[WHAT IS REQUIRED] From the listing below, reproduce word for word the part that opens with the line containing "illuminated window in this photo." and closes with the line containing "on tree in this photo."; reproduce nothing else.

BEGIN GIVEN ENTRIES

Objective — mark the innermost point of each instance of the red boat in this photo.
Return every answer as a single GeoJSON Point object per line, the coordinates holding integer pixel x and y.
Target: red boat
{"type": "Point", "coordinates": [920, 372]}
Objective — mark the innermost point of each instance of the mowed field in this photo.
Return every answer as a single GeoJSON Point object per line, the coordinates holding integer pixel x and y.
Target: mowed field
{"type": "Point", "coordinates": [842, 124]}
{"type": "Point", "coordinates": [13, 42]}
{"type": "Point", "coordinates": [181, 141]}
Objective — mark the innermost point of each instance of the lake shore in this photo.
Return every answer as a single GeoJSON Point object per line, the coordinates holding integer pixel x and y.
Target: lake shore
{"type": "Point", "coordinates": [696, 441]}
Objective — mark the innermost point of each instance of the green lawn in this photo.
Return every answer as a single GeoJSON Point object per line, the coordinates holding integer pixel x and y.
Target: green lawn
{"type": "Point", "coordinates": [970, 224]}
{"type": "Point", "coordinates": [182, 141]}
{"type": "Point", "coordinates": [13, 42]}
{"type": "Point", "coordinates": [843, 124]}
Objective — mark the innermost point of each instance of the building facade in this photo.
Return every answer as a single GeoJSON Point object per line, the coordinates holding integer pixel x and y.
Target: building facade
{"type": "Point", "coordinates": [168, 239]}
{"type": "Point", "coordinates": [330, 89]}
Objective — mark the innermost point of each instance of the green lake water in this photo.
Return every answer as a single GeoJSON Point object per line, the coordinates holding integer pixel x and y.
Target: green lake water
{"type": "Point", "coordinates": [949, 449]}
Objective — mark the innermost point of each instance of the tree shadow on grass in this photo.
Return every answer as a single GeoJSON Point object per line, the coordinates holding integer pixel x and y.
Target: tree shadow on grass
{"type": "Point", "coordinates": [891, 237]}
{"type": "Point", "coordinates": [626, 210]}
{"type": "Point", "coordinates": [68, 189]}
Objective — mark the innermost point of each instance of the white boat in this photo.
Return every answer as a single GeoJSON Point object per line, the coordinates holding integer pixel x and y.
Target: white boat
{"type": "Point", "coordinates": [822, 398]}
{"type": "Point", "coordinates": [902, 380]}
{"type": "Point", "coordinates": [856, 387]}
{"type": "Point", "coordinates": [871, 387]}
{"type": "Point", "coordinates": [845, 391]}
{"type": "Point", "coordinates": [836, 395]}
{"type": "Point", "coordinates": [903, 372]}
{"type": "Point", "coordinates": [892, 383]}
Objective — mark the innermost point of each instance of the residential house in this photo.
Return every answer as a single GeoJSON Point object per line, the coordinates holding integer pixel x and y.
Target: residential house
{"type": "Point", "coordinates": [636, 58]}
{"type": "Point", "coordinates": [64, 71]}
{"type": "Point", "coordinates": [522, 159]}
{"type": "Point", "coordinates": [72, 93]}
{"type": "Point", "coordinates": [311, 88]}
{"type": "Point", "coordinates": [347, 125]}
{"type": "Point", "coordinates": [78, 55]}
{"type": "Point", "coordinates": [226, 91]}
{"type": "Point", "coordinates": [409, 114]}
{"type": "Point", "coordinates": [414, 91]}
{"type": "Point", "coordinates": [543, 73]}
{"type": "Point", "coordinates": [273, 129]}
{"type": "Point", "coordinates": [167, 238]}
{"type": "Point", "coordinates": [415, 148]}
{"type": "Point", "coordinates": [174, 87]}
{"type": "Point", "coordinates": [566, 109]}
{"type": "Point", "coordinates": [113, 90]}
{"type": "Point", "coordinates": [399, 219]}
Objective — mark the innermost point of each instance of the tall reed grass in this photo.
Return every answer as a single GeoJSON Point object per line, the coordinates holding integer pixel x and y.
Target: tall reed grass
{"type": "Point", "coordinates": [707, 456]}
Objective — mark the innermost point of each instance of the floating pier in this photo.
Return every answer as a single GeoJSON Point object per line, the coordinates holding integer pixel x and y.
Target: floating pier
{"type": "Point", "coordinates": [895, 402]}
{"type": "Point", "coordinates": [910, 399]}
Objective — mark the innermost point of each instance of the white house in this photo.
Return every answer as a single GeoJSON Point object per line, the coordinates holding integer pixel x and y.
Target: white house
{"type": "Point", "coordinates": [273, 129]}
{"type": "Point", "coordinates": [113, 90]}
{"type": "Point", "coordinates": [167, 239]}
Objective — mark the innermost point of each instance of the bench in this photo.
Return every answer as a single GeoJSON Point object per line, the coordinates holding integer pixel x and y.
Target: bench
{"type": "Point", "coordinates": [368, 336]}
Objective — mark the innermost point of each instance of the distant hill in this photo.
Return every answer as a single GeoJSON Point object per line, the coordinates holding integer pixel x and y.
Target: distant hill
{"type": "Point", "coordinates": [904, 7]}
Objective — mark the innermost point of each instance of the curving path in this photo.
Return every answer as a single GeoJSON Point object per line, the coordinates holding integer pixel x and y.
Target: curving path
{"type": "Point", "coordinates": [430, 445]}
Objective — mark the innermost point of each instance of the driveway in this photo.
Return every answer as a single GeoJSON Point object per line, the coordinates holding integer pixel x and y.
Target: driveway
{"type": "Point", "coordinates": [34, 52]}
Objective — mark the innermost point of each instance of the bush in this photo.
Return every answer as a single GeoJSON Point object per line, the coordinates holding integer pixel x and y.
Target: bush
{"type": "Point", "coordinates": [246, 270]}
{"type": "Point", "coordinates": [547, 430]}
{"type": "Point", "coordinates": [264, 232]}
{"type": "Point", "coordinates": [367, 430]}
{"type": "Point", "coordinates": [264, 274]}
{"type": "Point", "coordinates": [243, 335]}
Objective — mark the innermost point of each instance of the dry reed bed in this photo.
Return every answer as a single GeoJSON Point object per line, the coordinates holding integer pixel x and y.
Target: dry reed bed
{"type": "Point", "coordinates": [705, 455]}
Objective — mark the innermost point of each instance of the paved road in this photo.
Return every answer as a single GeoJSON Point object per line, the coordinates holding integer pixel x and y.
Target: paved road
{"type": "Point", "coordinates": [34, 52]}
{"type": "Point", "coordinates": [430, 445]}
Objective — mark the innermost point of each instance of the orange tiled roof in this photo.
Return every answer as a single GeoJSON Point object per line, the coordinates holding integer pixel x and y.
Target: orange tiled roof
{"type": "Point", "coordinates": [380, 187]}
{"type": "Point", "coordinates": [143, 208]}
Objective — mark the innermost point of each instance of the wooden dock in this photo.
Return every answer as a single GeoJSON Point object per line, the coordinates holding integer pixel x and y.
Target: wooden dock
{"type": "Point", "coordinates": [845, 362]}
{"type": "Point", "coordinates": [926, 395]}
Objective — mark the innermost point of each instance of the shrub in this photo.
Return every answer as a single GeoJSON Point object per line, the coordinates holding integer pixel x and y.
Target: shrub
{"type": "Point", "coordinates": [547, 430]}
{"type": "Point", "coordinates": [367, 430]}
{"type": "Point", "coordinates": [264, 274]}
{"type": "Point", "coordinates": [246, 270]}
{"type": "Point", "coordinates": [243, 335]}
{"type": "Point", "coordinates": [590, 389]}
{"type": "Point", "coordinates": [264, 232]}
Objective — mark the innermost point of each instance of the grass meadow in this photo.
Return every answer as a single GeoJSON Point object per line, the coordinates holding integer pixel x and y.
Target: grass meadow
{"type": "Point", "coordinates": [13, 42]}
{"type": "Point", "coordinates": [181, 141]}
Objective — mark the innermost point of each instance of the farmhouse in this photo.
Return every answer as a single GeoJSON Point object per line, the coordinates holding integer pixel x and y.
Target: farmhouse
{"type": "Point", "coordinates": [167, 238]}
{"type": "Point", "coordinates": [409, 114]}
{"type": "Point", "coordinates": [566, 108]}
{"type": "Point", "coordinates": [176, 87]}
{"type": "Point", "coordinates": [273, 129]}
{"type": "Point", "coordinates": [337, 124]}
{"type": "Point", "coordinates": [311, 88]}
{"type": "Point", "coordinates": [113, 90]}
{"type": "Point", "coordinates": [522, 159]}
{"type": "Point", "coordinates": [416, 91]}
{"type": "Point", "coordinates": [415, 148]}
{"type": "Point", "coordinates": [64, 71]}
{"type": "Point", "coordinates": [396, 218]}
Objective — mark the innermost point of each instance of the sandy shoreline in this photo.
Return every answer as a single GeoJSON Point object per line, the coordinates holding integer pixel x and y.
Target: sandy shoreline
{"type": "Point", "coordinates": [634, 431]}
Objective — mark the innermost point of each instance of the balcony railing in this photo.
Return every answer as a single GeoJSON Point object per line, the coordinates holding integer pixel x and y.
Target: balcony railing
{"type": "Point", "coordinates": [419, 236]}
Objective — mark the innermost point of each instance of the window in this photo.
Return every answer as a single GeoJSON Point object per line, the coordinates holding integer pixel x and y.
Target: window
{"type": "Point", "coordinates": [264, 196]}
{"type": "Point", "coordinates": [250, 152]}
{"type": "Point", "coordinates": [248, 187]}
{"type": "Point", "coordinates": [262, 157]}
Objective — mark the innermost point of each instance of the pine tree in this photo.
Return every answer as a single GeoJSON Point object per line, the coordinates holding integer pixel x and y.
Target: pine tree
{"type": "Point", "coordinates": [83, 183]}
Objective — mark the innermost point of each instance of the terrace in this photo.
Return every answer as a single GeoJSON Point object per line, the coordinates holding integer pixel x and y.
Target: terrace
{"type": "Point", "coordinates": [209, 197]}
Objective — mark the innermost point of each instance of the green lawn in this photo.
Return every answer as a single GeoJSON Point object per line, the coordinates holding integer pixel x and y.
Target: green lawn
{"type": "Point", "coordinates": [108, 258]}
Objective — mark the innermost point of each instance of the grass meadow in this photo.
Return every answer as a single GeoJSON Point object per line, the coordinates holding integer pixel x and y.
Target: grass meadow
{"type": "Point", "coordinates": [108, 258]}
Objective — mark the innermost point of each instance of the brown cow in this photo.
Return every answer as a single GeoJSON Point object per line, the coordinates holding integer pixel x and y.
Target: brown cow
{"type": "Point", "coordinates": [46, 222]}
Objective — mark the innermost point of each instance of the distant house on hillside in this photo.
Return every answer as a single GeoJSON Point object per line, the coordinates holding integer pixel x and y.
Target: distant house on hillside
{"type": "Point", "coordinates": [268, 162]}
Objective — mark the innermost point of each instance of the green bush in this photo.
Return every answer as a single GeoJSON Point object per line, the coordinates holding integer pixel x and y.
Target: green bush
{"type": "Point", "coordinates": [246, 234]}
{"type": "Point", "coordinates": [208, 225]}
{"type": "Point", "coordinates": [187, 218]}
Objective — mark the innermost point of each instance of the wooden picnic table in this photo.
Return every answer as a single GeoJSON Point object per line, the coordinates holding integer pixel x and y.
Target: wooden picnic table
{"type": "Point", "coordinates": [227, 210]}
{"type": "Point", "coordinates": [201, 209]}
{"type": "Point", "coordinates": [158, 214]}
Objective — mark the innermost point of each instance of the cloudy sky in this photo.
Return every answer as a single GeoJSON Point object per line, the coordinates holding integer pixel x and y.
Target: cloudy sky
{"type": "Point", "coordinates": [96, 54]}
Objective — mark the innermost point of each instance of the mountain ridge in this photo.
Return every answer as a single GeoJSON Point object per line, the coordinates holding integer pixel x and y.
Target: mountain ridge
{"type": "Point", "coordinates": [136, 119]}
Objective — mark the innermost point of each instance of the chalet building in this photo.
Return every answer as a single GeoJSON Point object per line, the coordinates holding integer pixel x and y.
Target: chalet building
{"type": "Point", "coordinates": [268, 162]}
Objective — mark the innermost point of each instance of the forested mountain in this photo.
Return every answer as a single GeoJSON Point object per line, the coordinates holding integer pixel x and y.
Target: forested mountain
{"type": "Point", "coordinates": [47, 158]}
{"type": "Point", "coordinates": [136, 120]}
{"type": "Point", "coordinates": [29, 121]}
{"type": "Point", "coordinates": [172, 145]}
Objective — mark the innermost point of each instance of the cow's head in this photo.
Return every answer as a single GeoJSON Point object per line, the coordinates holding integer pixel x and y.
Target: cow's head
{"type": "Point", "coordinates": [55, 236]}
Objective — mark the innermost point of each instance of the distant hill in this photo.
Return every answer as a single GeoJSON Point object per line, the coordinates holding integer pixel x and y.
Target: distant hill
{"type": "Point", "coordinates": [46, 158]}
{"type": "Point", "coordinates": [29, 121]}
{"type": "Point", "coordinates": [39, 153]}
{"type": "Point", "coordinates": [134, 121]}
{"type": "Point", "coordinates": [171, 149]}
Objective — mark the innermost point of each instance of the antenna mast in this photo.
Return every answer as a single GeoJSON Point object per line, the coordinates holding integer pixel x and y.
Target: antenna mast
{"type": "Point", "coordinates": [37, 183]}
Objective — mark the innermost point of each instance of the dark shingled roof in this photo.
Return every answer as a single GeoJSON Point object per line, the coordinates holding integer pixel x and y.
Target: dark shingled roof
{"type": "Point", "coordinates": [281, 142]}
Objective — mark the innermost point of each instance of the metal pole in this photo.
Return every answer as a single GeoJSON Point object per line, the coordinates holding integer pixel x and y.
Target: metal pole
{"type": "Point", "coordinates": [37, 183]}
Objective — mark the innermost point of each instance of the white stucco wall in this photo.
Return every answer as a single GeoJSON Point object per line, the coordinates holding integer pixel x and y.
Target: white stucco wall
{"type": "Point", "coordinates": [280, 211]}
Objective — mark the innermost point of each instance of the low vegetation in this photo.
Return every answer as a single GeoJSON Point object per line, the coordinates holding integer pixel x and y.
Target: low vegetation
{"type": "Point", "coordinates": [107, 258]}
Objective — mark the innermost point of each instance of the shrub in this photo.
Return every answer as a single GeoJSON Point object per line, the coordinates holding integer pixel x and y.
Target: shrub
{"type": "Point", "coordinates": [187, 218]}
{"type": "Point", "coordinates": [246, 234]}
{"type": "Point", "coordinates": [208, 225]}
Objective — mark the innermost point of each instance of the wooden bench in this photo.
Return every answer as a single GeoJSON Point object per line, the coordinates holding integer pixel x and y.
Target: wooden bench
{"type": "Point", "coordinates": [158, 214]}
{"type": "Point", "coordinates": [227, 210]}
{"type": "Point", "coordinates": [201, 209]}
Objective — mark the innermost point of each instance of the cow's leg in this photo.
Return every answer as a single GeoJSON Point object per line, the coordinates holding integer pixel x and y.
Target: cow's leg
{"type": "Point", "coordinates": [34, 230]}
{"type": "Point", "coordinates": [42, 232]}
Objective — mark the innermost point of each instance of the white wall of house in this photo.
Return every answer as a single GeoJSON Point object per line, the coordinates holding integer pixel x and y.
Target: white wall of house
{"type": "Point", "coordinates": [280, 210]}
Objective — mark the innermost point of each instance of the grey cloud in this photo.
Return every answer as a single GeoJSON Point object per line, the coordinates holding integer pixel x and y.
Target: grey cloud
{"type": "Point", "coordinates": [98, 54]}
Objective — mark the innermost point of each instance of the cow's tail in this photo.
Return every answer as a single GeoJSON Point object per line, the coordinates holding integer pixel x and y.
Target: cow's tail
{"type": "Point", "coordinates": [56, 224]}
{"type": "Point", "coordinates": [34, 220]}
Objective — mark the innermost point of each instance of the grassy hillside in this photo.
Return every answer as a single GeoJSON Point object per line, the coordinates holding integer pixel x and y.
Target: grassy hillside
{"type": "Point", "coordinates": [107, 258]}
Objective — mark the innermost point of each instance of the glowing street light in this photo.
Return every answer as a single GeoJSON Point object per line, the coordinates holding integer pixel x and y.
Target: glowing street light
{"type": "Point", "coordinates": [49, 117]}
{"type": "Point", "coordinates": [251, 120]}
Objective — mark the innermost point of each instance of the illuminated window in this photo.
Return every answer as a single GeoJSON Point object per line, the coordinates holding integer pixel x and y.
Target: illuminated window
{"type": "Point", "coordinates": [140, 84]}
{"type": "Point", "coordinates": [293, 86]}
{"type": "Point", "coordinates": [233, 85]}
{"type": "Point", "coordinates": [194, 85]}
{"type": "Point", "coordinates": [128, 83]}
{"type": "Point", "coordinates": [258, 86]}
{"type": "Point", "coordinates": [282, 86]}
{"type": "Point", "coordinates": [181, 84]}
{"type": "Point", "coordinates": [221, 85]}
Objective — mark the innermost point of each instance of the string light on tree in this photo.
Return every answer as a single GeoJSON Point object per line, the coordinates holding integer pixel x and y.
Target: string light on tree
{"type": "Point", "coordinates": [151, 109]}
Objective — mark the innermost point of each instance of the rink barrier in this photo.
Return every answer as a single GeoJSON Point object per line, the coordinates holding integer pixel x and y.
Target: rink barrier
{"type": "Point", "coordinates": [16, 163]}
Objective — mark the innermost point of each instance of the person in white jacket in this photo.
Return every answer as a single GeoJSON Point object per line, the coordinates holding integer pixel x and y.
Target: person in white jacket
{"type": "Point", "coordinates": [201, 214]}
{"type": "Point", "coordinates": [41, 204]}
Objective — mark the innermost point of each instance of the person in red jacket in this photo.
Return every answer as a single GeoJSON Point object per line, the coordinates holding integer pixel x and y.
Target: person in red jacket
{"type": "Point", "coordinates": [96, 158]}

END GIVEN ENTRIES

[RESPONSE AREA]
Objective — mark the innermost point of each instance of the illuminated window in this photo.
Return every answer as a single GeoJSON Point object per line, the coordinates holding integer pixel x and y.
Target: illuminated window
{"type": "Point", "coordinates": [140, 84]}
{"type": "Point", "coordinates": [293, 86]}
{"type": "Point", "coordinates": [233, 85]}
{"type": "Point", "coordinates": [194, 85]}
{"type": "Point", "coordinates": [128, 83]}
{"type": "Point", "coordinates": [258, 86]}
{"type": "Point", "coordinates": [282, 86]}
{"type": "Point", "coordinates": [181, 84]}
{"type": "Point", "coordinates": [221, 85]}
Objective — mark the innermost point of each instance of the string light on tree in this photo.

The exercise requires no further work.